Peran Wanita dalam Keluarga


Pro kontra mengenai wanita karier terus bergulir. Banyak yang pro,tapi tak sedikit pula yang kontra. Perbedaan kultur mungkin menjadi salah satu sebab. Kultur barat menjunjung tinggi kebebasan yang sebebas-bebasnya tanpa ada batasan. Dampaknya para wanita disana akan bertindak sesuka hati mereka. Sementara kultur timur berpandangan bahwa wanita haruslah tinggal di rumah. jadi tak heran jika disana perniagaan pn hanya dilakuakn leh pria. Para wanitanay cukup tingal saja di rumah. Namun, yang menjadi fokus di tulisan ini bukan tentang pro dan kontra itu, tetapi bagaimana Islam memandang wanita karier karena Islam adalah agama pertengahan, yang tidak datang dari barat ataupun dari timur. pada dasarnya Islam membolehkan wanita untuk berkarir (tentunya dengan batasan dan aturan tertentu). Karier ini dimaksudkan untuk menggali potensi yang dimilikinya. Potensi yang dimiliki tiap wanita ini berbeda-beda. Ada yang memiliki potensi masak, jadi dia bisa buka catering sendiri di rumahnya sehingga tidak perlu keluar rumah untuk berkarir. Namun, ada pula yang memiliki potensi mengajar sehingga perlu keluar rumah untuk berkarir. Yang perlu diingat adalah pada dasarnya ada empat syarat utama wanita boleh untuk berkarir.

Yang pertama adalah mendapat izin dari wali. Jika wanita itu belum menikah, walinya adalah orang tuanya. Dan jika wanita itu sudah menikah, walinya adalah suaminya. Izin ini merupakan syarat mutlak diperbolehkannya wanita keluar rumah untuk berkarir. Namun, ada kondisi-kondisi yang menyebabkan tanpa izin suami wanita dapat berkarir. Misalnya kondisi dimana suami tidak dapat mencari nafkah untuk keluarganya. Dalam kondisi demikian, wanita boleh saja keluar untuk bekerja. Bahkan tanpa perlu izin dari suaminya. Alasannya wanita tersebut harus menghidupi dirinya sendiri dan anak-anaknya sementara suaminya benar-benar tidak dapat lagi memberi nafkah. Hal ini berbeda jika suami masih dapat memberi nafkah, hanya nafkah yang diberikan itu kurang mencukupi kebutuhan keluarga sehingga peran istri dibutuhkan untuk menambah income keluarga. Dalam kondisi demikian memang dibutuhkan nego antara suami dan istri apakah sang istri diperbolehkan untuk bekerja atau tidak.

## DAFTAR TUGAS
1 – Jawab tiga pertanyaan berdasarkan teks tentang wanita karier:
(a) Apa yang dijunjung tinggi oleh kultur barat?
(b) Ada berapa syarat utama agar wanita boleh berkarier?
(c) Siapa wali bagi wanita yang sudah menikah?
2 – Terjemahkan kalimat dari teks tentang wanita karier ini ke dalam bahasa Inggris: "Izin ini merupakan syarat mutlak diperbolehkannya wanita keluar rumah untuk berkarir."
3 – Tulis lanjutan teks tentang wanita karier, dimulai sesudah kalimat terakhirnya.

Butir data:
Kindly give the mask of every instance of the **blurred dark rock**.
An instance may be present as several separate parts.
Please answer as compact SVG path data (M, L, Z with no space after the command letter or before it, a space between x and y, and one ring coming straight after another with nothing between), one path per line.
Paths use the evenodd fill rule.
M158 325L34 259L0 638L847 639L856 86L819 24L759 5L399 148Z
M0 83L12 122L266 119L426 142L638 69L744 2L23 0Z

## JAWABAN PER TUGAS
1 –
(a) Kebebasan yang sebebas-bebasnya tanpa ada batasan.
(b) Empat.
(c) Suaminya.

2 – This permission is an absolute requirement for a woman to be allowed to leave the house to pursue a career.

3 –
Ada bagian yang menurutku menarik yang disampaikan ibu ini. Beliau pada dasarnya mendukung jika wanita sebaiknya berkarir, alasan beliau adalah agar wanita tersebut bisa menggunakan penghasilan yang dimilikinya sesuai kehendaknya. Maksud dari sesuai kehendak disini tentunya dalam arti wajar, misalnya memberi orang tuanya, menyedekahkan penghasilannya, dan sebagainya. Dalam penggunaan harta yang diperoleh dari penghasilannya sendiri, wanita tidak perlu meminta izin suami dulu. Hal ini tentu berbeda jika harta yang dimiliki istri adalah pemberian suami. Penggunaannya harus mendapat izin suami dan bergantung pada akad antara suami dan istri mengenai penggunaan harta tersebut. Apakah harta yang diberikan suami untuk istri itu boleh digunakan untuk apa saja atau hanya untuk hal-hal tertentu saja. Contohnya, seorang suami memberikan penghasilan kepada istrinya sekian juta rupiah tiap bulan. Si suami bilang ke istri, uang itu hanya boleh digunakan untuk memenuhi kebutuhan sehari-hari. Itu berarti si istri tidak boleh menggunakan uang tersebut diluar pemenuhan kebutuhan sehari-hari. Jadi untuk memberi kepada orang tua sendiri pun harus izin dulu kepada suami.
Syarat yang kedua adalah berpakaian sopan. Pakaian sopan yang paling sopan bagi muslimah tentunya adalah pakaian yang menutup Aurat secara benar.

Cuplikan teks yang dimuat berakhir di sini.